[Records from a data collection]
++++++

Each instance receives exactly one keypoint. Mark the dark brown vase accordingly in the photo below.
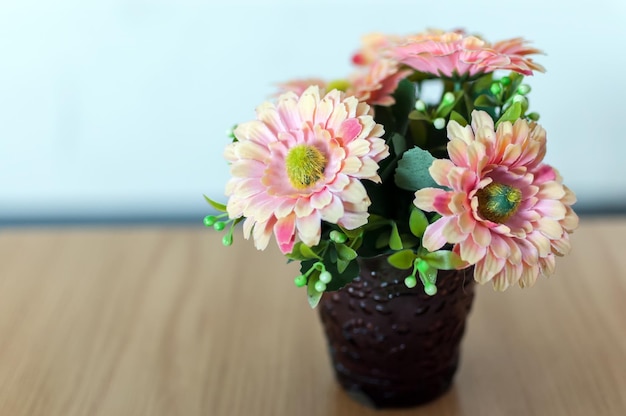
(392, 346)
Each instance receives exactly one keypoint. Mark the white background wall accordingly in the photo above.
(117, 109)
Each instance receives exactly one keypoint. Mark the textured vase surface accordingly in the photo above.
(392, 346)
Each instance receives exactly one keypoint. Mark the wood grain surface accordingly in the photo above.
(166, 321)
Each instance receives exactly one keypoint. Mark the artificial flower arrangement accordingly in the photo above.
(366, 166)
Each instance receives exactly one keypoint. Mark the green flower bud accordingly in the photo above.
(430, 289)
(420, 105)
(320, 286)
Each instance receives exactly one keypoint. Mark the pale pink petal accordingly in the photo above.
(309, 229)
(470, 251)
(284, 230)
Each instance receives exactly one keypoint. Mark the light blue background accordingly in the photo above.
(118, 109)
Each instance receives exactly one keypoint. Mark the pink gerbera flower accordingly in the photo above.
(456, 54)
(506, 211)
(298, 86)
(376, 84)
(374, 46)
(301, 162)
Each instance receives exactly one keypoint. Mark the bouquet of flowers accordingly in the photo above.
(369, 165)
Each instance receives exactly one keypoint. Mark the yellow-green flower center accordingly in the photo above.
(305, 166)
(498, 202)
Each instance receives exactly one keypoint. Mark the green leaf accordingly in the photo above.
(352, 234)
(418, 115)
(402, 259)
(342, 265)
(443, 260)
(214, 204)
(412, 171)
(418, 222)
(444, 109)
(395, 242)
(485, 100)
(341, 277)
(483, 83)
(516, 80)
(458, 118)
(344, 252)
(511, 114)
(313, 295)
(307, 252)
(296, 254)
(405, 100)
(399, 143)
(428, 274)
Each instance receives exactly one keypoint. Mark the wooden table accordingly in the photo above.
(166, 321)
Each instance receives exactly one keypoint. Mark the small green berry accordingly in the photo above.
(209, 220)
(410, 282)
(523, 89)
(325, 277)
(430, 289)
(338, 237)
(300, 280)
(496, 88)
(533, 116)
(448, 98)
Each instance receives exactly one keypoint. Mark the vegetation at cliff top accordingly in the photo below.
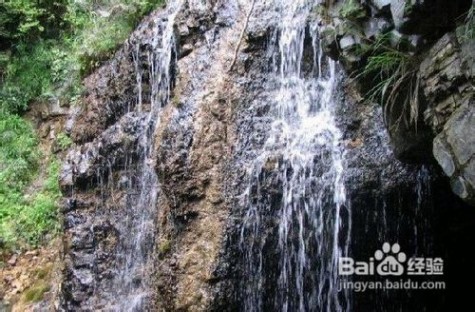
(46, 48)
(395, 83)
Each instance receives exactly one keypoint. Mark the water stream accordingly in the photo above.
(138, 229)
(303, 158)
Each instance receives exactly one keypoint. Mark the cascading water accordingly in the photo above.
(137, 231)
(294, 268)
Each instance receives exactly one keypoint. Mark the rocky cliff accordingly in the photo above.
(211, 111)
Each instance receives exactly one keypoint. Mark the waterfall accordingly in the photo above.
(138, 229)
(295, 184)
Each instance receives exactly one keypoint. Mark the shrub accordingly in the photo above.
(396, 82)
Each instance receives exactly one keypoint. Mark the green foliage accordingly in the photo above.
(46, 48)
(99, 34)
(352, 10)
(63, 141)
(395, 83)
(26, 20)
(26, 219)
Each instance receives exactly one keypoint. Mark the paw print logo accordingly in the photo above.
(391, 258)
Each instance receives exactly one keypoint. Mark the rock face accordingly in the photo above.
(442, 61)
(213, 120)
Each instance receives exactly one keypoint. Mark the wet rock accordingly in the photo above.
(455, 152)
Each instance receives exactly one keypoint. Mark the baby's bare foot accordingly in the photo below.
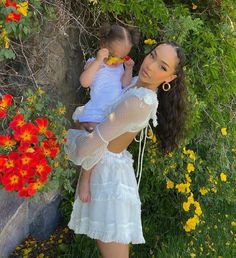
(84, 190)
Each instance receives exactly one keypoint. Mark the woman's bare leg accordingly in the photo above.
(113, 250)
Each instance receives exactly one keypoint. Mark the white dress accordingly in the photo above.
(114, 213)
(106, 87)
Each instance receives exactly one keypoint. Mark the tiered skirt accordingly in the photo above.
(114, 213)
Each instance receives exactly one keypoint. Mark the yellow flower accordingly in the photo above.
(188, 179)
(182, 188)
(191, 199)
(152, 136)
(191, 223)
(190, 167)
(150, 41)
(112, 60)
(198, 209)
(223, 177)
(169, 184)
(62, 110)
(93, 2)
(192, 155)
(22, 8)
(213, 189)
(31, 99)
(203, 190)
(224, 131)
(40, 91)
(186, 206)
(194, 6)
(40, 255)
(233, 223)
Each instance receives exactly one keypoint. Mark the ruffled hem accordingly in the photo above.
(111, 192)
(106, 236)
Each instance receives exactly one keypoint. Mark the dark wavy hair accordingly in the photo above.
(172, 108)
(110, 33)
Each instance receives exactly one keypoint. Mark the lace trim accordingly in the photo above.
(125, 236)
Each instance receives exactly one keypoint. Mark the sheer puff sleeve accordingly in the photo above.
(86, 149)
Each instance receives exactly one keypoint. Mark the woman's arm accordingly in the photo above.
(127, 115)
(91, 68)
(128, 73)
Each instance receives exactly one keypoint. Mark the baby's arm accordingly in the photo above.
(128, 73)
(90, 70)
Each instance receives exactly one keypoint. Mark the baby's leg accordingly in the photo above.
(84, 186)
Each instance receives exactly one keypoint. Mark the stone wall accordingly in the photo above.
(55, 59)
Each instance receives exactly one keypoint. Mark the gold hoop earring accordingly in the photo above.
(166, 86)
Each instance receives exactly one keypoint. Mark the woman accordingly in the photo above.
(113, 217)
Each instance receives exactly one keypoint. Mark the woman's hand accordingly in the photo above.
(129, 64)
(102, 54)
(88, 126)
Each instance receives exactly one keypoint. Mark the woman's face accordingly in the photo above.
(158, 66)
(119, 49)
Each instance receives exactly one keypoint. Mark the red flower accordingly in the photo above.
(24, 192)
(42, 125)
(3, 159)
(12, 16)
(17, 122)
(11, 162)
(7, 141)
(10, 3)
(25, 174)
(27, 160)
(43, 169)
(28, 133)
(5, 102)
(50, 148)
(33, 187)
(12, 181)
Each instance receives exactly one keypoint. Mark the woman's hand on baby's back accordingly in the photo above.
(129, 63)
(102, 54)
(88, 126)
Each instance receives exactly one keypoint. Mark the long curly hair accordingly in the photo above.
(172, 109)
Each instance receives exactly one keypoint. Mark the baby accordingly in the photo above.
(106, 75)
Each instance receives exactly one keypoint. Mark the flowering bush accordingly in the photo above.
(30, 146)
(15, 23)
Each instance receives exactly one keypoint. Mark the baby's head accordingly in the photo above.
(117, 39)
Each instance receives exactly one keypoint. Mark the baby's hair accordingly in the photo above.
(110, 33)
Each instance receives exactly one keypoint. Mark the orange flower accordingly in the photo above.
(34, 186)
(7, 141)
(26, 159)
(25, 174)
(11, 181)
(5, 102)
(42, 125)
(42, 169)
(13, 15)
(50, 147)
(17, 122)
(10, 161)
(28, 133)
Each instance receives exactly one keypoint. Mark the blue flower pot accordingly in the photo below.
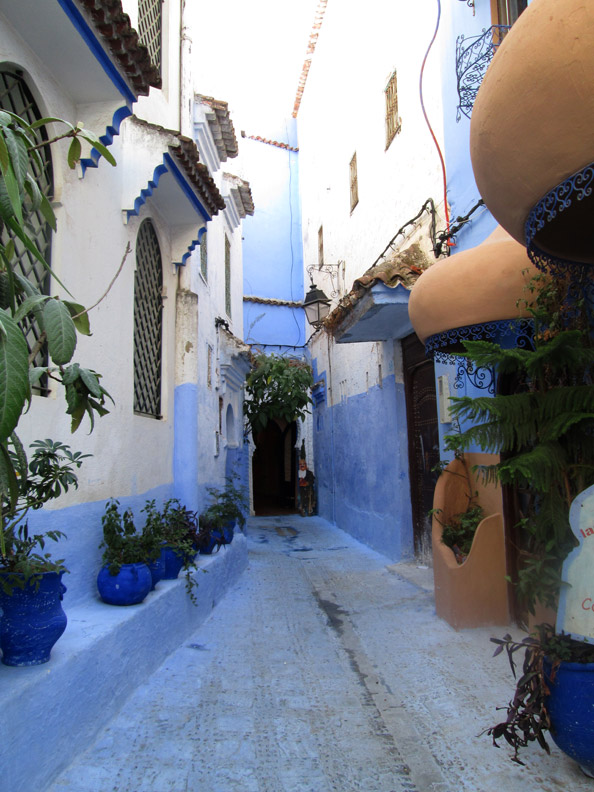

++++++

= Written exercise =
Restate each of the entries above word for word and skip every image.

= Solution to the problem =
Each instance receives exactly one keypoint. Mark the dark brown vase accordingly in the photo below.
(392, 346)
Each instance receives exactly one keypoint. Mark the white background wall accordingly in the photo above.
(117, 109)
Each instance receives exactly one keypoint. Mark the textured vase surface accordingly in the photo above.
(392, 346)
Each instance receives exactly one keypoint. Mark the wood grain surface accordingly in the photo above.
(166, 321)
Each instance receives exactly one keypoint. Mark the artificial flower arrangement accordingly in the photo above.
(366, 166)
Each instance receives exactly one keypoint. Mark the green flower bud accordingly in the photo above.
(430, 289)
(420, 105)
(320, 286)
Each instance receives exactly one keypoint. Mark the pale pink petal accordingly in the photo above.
(309, 229)
(470, 251)
(284, 230)
Each instance receives exactly one keypoint. Mark the light blue background accordingly in the photo above.
(118, 109)
Each instance receives exactly one keypoint. Mark the pink gerbera flower accordingly in the photo above.
(456, 54)
(506, 211)
(298, 86)
(376, 84)
(374, 46)
(301, 162)
Each instance receives exactly one keypoint. Mark the bouquet of flowers accordingly in the photo above.
(369, 165)
Each instance receives exactly one keypoint. Mark the yellow-green flower center accordingly in the photo above.
(305, 166)
(498, 202)
Each instance receives exactly one keypoint. Mark the green leaf accordingly in the photo above.
(352, 234)
(418, 115)
(402, 259)
(342, 265)
(443, 260)
(214, 204)
(412, 171)
(418, 222)
(444, 109)
(395, 242)
(485, 100)
(341, 277)
(483, 83)
(516, 80)
(458, 118)
(344, 252)
(511, 114)
(313, 295)
(307, 252)
(296, 254)
(405, 100)
(399, 143)
(428, 274)
Each instance receives exactly one keypoint. Mark the wooden table accordingly in the photo above.
(166, 321)
Each instance receives exactly one keypoint. Mark the small green berry accordingly in the photo above.
(209, 220)
(410, 282)
(523, 89)
(325, 277)
(430, 289)
(338, 237)
(300, 280)
(496, 88)
(533, 116)
(448, 98)
Each instance receives exactly one keypoint. Mark the vegetation at cliff top accordingly in the photo below.
(46, 48)
(395, 83)
Each instance receives exactly one keypoint. Mark the water stream accordingly in the photo above.
(138, 229)
(303, 158)
Each instance receives exactly one keypoint. Mark the cascading water accordingly in the photo above.
(137, 231)
(294, 268)
Each instance receives exactly one keypoint. Mark the rocky cliff accordingly in the photo above.
(211, 111)
Each instance receives exactly one keypoint. Mark the waterfall accordingly in the photo above.
(138, 229)
(295, 184)
Each instance receives exactly one keypoint. Mark the shrub accordingly in the photo above.
(396, 82)
Each instance receives exactly one keypoint. Mark the green foliage accordingly in the photo above.
(46, 48)
(99, 34)
(352, 10)
(63, 141)
(395, 83)
(26, 20)
(26, 219)
Each instance receives exactly one keypoint. Mark the paw print logo accordingly in the photo above.
(391, 258)
Each instance receives exactly one keypoint. Mark the rock face accordingly in the photo above.
(442, 61)
(213, 120)
Each instance receives exactly one keypoint. Mark the wet rock accordingly in the photo above.
(455, 152)
Each instance receives exactly one keypoint. Mark the baby's bare foot accordingly in the photo below.
(84, 190)
Each instance receives exactly one keypoint. Mark the woman's bare leg accordingly in the photo above.
(113, 250)
Each instance receives exactly one keypoint. Mark the white dress accordingly in the photo above.
(114, 213)
(106, 87)
Each instance receives exactly one keypoint. Mark the tiered skirt accordingly in the photo above.
(114, 213)
Each instance receives exactly one keypoint. Mark the yellow flower accordingly in the photo above.
(188, 179)
(182, 188)
(191, 199)
(152, 136)
(191, 223)
(190, 167)
(150, 41)
(112, 60)
(198, 209)
(223, 177)
(169, 184)
(62, 110)
(93, 2)
(192, 155)
(22, 8)
(213, 189)
(31, 99)
(203, 190)
(224, 131)
(40, 91)
(186, 206)
(194, 6)
(40, 255)
(233, 223)
Each instance receives exactly one keypoint. Mark the ruffled hem accordingly in the photo above.
(111, 192)
(106, 236)
Each instance receives exactly one keypoint. Mark the dark wavy hair accordingly in the photo above.
(172, 108)
(110, 33)
Each instance receives exactly one keypoint. Mark the lace trim accordingly in the photo above.
(125, 236)
Each instance receives exactly one keypoint. Mark the sheer puff sleeve accordingly in the photo above.
(86, 149)
Each instance receives exactly one keypoint. Mark the woman's arm accordingly in the photo above.
(127, 115)
(91, 68)
(128, 73)
Each instance receives exactly one keypoint. Mark the baby's arm accordingly in the photo above.
(128, 73)
(90, 70)
Each instance receives exactly one keypoint. Mark the baby's leg accordingly in the photo above.
(84, 186)
Each instance receives exactly one keypoint. Mark the stone wall accordingly in the photo above.
(55, 59)
Each instance receives exactly one keypoint. Mark the gold hoop earring accordingly in the photo above.
(166, 86)
Each instance receives exactly one keypoint. Mark the woman accordingly in the photo above.
(113, 217)
Each instance receives exactly one keypoint. Mark the woman's hand accordingly in the photo above.
(129, 64)
(102, 54)
(88, 126)
Each instance receives exactly one keypoint. Mark the woman's face accordingly in the photo above.
(158, 66)
(119, 49)
Each instance receives exactly one keypoint. Mark the red flower accordingly in the photo above.
(24, 192)
(42, 125)
(3, 159)
(12, 16)
(17, 122)
(11, 162)
(7, 141)
(10, 3)
(25, 174)
(27, 160)
(43, 169)
(28, 133)
(5, 102)
(50, 148)
(33, 187)
(12, 181)
Each instance receives exactly one keypoint. Mark the woman's hand on baby's back accordingly in the photo above.
(129, 63)
(102, 54)
(88, 126)
Each instance receives exactly one keypoint. Mark the long curly hair accordingly in the photo above.
(172, 109)
Each instance receives exactly one keypoint. Mark the baby accordingly in the photo above.
(106, 75)
Each instance receives exactly one keypoint. Mark the flowering bush accordingly in the photo above.
(30, 146)
(15, 23)
Each instance receives exactly one keypoint. Mark the baby's head accordingly in the photo above.
(117, 39)
Each instance receives exactly one keypoint. Mark the baby's hair accordingly in the photo above.
(110, 33)
Each instance receives exactly one keypoint. Mark the orange flower accordingly in the photo above.
(34, 186)
(7, 141)
(26, 159)
(25, 174)
(11, 181)
(5, 102)
(42, 125)
(42, 169)
(13, 15)
(50, 147)
(17, 122)
(10, 161)
(28, 133)
Each instance receives exactly one keypoint. Mark the blue flower pot accordingly in the photo below.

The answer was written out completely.